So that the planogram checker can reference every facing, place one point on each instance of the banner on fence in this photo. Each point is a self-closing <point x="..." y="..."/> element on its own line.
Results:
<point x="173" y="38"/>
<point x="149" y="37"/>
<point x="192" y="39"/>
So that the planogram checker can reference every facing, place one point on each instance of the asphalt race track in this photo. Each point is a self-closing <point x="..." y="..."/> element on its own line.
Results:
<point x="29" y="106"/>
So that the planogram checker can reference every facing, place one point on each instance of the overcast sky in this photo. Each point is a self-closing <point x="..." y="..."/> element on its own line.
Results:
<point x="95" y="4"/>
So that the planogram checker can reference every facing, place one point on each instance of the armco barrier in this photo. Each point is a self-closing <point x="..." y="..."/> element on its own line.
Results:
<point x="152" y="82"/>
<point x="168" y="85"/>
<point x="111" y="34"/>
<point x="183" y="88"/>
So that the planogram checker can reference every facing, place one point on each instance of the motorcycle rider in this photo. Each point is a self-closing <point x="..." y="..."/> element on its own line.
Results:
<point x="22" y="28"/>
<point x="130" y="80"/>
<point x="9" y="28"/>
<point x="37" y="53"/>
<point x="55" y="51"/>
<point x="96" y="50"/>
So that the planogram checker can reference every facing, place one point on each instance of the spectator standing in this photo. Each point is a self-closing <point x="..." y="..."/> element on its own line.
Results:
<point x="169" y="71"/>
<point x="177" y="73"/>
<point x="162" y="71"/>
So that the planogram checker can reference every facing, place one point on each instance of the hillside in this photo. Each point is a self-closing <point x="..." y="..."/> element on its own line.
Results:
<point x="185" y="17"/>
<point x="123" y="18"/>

++++

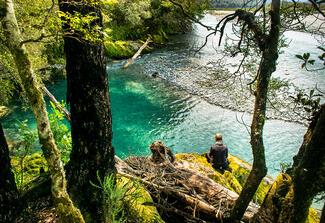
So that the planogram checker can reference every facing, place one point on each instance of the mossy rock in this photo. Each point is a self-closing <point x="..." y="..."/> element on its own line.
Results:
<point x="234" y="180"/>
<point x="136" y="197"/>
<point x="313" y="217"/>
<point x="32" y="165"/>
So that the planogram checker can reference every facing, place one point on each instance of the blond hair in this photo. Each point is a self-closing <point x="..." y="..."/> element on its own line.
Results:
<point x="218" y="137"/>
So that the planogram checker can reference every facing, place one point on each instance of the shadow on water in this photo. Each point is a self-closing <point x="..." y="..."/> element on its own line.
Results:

++++

**Exercise:** Extract from the listing above the lines between the line containing "of the spectator" and the line containing "of the hillside", keeping both of those lines. Output nothing else.

**Result:**
So that the planogram checker can reference every facing, place one point on each instance of the spectator standing in this photo. Each point is a self-closing <point x="..." y="..."/> element on its own line.
Results:
<point x="169" y="71"/>
<point x="177" y="73"/>
<point x="162" y="71"/>
So that the planogram checker can reference every facing, place one point on each instance of the hillside in this photo. Each point is a self-closing <point x="..." y="..."/> element on its own line.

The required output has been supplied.